>> BEGIN Record excerpts
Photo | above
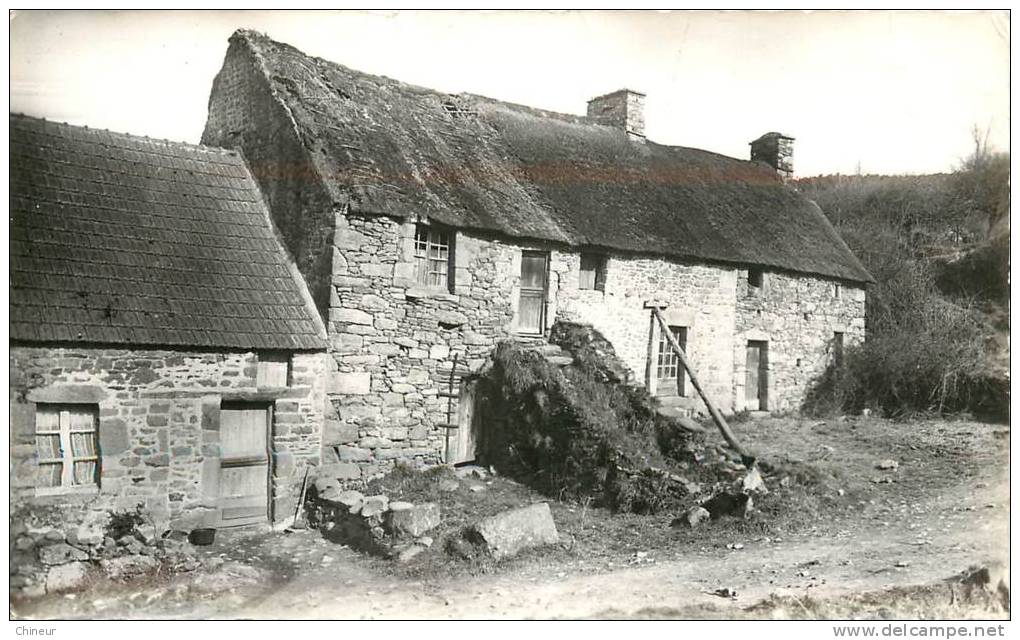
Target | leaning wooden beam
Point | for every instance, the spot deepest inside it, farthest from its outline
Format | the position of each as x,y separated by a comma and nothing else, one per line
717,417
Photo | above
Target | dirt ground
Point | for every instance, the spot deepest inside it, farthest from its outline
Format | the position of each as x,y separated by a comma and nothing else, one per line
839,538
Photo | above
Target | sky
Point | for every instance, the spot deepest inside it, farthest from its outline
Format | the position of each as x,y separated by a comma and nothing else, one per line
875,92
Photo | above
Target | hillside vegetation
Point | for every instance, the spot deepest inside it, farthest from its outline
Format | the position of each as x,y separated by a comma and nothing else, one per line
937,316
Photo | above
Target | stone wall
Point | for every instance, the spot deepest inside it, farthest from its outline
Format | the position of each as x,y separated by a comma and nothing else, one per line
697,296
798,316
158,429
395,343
>> END Record excerpts
>> BEGIN Record excerpts
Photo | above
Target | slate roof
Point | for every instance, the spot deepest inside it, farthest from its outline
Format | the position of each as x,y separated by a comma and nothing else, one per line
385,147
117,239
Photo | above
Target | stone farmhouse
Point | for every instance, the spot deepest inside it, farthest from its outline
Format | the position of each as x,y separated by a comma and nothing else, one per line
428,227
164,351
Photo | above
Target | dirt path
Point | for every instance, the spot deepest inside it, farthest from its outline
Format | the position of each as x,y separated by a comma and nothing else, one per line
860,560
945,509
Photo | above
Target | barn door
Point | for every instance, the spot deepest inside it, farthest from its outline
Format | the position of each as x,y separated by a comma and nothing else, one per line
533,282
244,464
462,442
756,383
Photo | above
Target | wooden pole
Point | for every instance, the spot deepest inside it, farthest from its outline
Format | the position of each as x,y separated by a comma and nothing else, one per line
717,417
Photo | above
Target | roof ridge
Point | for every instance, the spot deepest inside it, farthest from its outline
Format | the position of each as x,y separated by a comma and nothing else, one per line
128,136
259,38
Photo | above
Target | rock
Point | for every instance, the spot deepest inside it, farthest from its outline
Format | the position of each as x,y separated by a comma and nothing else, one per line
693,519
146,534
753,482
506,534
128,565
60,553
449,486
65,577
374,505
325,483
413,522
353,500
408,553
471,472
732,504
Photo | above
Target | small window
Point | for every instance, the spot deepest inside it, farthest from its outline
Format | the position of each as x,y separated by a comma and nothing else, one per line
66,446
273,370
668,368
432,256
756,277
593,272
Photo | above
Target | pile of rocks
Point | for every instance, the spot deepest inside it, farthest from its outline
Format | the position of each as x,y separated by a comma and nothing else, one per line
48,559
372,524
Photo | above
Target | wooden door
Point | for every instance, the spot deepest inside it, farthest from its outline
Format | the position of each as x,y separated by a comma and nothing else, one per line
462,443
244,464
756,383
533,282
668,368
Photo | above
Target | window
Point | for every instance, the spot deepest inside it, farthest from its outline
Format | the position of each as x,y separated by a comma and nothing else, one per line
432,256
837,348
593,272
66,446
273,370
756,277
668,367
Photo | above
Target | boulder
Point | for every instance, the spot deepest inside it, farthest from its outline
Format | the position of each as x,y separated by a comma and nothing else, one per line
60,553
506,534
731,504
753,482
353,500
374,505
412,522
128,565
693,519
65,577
>> END Record excerpts
→ **Problem**
How many lines of the records above contain the word "stone"? Reply with the number alone.

→ **Response to this task**
2